[Activities]:
- a) List every person named in the excerpt on U.K. long-term sickness and benefits, above the records.
- b) Please restate word for word the part of the excerpt on U.K. long-term sickness and benefits that opens with the words containing "Hunt also announced" and closes with "next two years.".
- c) Resume the excerpt on U.K. long-term sickness and benefits, picking up after its final sentence.

[Excerpt]:
In his recent Autumn Statement, Finance Minister Jeremy Hunt announced that the government will ask over 600,000 people receiving Universal Credit — a means-tested social security payment to low income or unemployed households — to meet with a “work coach” in order to establish plans to increase hours and earnings.
Hunt also announced a review of the issues preventing re-entry into the job market and committed £280 million ($340.3 million) to “crack down on benefit fraud and errors” over the next two years.
Although the pandemic has greatly worsened the health crisis leaving a hole in the U.K. economy, the rise in long-term sickness claims actually began in 2019, and economists see several possible reasons why the country has been uniquely vulnerable.
Portes suggested that the government’s austerity policies — a decade of sweeping public spending cuts implemented after Former Prime Minister David Cameron took office in 2010 and aimed at reining in the national debt — had a significant part to play in leaving the U.K. exposed.
“The U.K. was particularly vulnerable because of austerity — NHS waiting lists were rising sharply, and performance/satisfaction was falling sharply, well before the pandemic,” Portes said.
“And support for those on incapacity and disability benefits was hollowed out in the early 2010s. More broadly, austerity has led to a sharper gradient in health outcomes by income/class.”
That’s borne out in the national data: The ONS estimates that between 2018 and 2020, males living in the most deprived areas of England on average live 9.7 years fewer than those in the least deprived areas, with the gap at 7.9 years for females.
The ONS noted that both sexes saw “statistically significant increases in the inequality in life expectancy at birth since 2015 to 2017.”
In the aftermath of the pandemic, NHS waiting lists grew at its fastest rate since records began in August 2007, a recent House of Commons report highlighted, with over 7 million patients on the waiting list for consultant-led hospital treatment in England as of September.
However, the report noted that this isn’t a recent phenomenon, and the waiting list has been growing rapidly since 2012.

[Data supplied]:
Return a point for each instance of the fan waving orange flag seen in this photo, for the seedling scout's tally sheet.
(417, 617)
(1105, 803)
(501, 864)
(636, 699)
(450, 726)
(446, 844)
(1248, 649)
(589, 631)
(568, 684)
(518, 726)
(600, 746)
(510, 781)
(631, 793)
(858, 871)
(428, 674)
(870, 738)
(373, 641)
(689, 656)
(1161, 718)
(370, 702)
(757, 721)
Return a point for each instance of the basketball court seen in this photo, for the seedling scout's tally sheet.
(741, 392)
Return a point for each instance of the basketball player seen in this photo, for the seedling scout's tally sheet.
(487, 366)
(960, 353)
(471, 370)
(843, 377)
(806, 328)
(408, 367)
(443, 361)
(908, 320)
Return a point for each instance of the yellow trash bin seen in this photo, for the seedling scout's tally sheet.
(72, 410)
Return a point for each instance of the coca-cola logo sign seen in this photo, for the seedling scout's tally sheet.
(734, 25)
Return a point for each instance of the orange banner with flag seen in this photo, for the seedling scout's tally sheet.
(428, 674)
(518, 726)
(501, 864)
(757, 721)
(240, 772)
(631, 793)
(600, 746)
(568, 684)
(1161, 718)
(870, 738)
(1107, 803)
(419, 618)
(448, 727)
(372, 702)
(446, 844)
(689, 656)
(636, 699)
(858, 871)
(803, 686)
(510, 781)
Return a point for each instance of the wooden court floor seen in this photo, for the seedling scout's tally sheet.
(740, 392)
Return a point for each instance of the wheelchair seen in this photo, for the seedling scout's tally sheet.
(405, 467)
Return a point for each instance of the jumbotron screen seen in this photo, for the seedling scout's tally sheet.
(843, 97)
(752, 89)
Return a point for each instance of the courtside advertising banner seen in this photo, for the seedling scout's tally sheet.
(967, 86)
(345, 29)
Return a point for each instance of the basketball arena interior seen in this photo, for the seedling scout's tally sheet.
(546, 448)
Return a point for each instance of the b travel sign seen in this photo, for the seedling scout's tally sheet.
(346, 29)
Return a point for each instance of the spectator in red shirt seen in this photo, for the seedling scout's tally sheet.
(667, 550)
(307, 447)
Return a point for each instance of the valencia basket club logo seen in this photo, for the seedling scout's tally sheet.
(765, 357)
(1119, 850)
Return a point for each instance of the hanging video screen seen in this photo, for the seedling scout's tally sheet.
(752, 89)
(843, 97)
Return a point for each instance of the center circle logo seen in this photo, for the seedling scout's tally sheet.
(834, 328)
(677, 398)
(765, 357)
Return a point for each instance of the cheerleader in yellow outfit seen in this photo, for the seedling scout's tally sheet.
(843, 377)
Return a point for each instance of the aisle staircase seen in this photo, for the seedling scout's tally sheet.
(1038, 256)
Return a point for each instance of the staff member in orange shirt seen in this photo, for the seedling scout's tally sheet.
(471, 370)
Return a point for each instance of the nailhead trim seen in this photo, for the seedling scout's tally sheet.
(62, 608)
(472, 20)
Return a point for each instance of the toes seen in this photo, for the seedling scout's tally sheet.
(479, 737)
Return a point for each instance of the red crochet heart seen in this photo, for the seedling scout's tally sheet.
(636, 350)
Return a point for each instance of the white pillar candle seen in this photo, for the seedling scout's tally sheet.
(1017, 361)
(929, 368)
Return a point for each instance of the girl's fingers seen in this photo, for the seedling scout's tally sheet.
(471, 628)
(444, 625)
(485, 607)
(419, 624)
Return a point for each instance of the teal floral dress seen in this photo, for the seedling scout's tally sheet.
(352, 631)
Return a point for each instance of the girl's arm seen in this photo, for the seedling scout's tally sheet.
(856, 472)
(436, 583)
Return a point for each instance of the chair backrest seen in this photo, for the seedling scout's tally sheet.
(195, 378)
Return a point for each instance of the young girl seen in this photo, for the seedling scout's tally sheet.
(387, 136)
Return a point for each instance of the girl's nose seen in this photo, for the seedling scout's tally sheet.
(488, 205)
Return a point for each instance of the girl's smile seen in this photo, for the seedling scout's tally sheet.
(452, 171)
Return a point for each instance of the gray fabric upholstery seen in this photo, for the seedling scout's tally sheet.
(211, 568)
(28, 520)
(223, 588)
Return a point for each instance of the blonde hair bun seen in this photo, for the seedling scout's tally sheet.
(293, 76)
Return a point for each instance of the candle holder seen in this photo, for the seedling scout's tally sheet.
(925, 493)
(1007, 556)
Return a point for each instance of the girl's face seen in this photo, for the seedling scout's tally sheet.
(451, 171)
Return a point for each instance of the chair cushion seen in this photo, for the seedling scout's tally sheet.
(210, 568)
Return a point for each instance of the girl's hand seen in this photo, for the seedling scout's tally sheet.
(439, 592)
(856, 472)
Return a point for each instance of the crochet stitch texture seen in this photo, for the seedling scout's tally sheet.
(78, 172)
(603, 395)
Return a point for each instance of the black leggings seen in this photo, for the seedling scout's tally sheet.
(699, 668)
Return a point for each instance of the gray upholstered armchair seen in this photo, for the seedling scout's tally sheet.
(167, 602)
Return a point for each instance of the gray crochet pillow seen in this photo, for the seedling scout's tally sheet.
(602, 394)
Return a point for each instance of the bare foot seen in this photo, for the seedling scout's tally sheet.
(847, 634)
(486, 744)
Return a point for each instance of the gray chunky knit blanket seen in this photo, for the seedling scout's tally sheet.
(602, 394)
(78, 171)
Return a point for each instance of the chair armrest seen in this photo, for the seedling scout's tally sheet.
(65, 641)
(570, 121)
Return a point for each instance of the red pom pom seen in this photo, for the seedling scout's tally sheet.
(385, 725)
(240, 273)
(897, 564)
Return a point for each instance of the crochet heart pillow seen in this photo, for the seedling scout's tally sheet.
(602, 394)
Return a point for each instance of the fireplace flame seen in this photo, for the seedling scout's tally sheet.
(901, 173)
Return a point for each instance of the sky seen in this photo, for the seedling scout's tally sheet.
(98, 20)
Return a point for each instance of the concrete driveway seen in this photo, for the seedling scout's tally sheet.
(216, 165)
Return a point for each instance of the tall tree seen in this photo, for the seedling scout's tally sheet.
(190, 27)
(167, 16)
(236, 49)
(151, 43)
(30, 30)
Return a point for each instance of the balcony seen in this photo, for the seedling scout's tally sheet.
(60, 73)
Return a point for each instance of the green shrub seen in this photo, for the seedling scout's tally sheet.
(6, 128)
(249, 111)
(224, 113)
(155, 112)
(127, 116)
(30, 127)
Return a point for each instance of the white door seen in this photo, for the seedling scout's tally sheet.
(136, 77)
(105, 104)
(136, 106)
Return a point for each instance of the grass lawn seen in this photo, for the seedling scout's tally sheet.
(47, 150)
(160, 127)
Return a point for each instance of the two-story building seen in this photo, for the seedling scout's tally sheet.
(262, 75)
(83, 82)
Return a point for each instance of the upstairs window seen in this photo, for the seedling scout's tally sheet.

[Responses by item number]:
- a) Jeremy Hunt, Portes, David Cameron

- b)
Hunt also announced a review of the issues preventing re-entry into the job market and committed £280 million ($340.3 million) to “crack down on benefit fraud and errors” over the next two years.

- c)
“Before the pandemic, in December 2019, the waiting list was over 4.5 million – almost two million higher than it had been in December 2012, a 74% increase,” it said.
“In other words, while the rise in waiting lists has been accelerated by the pandemic, it was also taking place for several years before the pandemic.”
Former Bank of England policymaker Michael Saunders, now a senior policy advisor at Oxford Economics, also told CNBC that the U.K. has been particularly badly affected by Covid in terms of severity, and that some of this may have been the result of the country’s higher rates of preexisting health conditions — such as obesity — which may have been exacerbated by Covid.
“The U.K. is a relatively unequal country, so that may be part of the reason why even if we’ve had the same Covid wave as other countries, we might get a bigger effect on public health, because if you like you have a greater tail of people who would be worst affected by it,” he added.
Saunders suggested that any growth strategy from the government should include measures to address these health-care challenges, which are now inextricable from the labor participation rate and the wider economy.
“It’s not just a health issue, it’s an economic issue. It’s important in both ways. I think it’s important enough as a health issue, but it merits extra importance because of the effects on potential output which then feed through to these other economic problems.”